Region pointing data
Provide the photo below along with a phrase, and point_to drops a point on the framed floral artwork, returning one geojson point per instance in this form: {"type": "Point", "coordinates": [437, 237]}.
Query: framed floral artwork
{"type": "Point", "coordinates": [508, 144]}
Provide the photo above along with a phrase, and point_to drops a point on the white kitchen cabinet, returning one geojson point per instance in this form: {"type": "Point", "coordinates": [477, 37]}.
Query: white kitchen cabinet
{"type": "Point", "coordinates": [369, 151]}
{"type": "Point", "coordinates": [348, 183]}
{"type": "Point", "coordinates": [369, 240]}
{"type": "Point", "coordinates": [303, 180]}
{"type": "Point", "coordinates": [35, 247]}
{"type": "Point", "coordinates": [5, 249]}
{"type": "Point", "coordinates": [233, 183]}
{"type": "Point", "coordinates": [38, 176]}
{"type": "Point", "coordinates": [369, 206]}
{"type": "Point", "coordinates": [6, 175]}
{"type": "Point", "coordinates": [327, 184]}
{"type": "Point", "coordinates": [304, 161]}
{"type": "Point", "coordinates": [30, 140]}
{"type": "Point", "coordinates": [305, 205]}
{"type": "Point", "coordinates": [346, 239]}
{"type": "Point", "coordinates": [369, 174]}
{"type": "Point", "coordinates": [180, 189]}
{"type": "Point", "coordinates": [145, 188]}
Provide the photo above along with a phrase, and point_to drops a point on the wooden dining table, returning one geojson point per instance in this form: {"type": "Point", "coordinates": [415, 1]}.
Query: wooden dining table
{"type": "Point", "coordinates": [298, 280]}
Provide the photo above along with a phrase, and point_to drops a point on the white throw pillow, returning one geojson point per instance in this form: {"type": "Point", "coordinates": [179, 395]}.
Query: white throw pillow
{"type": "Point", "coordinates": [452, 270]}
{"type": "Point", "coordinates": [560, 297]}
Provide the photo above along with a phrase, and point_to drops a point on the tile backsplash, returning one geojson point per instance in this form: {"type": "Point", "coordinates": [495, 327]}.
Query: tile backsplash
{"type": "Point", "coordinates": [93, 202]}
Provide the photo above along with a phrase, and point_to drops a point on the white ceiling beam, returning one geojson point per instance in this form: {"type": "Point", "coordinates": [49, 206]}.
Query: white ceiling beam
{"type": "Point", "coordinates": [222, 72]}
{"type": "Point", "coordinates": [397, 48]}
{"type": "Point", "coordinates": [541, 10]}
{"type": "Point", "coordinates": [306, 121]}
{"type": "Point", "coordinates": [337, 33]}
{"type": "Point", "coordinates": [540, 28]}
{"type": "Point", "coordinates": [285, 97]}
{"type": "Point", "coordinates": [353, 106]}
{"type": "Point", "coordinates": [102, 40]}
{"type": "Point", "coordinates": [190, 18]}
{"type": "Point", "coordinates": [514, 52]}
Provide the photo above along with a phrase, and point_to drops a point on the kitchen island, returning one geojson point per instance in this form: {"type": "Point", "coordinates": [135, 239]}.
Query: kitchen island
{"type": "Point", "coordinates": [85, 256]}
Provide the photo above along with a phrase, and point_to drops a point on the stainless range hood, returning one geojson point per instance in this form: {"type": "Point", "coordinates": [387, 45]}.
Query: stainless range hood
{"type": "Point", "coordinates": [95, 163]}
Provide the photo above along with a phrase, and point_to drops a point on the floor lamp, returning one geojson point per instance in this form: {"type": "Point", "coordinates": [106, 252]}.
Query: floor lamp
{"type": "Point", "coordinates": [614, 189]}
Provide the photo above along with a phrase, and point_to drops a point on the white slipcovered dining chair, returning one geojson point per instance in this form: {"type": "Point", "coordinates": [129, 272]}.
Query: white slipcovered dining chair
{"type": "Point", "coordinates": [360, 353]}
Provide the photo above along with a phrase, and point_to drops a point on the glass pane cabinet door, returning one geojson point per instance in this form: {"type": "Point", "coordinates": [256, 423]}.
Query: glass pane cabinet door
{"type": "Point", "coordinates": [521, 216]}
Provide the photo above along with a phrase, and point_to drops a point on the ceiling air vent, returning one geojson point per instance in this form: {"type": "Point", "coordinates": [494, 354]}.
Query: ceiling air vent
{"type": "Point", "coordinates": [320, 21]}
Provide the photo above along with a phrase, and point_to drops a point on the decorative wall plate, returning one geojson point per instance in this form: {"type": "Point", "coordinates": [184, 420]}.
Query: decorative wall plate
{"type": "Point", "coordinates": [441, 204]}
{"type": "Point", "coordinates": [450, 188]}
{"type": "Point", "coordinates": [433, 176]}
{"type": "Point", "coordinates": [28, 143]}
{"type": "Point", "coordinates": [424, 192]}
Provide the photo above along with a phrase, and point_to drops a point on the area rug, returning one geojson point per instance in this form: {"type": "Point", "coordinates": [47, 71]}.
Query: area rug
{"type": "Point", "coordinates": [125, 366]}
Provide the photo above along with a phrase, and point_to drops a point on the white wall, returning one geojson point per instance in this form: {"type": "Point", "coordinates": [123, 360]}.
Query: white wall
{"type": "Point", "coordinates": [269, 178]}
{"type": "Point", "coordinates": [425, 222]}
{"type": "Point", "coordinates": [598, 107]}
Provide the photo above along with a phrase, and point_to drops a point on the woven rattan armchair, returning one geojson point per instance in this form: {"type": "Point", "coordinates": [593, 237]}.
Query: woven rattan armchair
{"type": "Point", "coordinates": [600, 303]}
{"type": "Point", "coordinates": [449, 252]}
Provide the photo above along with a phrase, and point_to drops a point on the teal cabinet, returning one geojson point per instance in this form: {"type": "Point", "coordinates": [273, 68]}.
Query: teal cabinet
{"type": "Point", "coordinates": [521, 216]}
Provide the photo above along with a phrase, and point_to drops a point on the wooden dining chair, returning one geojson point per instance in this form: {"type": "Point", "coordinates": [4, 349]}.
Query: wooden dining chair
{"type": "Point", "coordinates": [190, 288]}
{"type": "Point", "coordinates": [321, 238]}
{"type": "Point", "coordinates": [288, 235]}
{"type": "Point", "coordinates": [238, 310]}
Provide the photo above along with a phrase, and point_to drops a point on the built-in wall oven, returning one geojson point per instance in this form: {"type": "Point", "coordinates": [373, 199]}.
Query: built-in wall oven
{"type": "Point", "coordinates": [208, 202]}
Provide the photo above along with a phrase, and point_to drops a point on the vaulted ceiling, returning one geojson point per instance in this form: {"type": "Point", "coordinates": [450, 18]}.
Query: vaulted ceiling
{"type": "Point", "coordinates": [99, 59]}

_Directions_
In restating the data, begin at its first line, reproduce each line word for word, and conclude with the line that contains "the white kitchen".

_Result for this exercise_
Provide the photo below along with a phrase, and point_to drops a point on the framed floral artwork, returning one geojson point per instance in this form: {"type": "Point", "coordinates": [437, 237]}.
Query: framed floral artwork
{"type": "Point", "coordinates": [508, 144]}
Provide the photo above along with a phrase, and point_to drops a point on the white kitchen cabinet, returning one geojson point per instance in this form: {"type": "Point", "coordinates": [477, 37]}.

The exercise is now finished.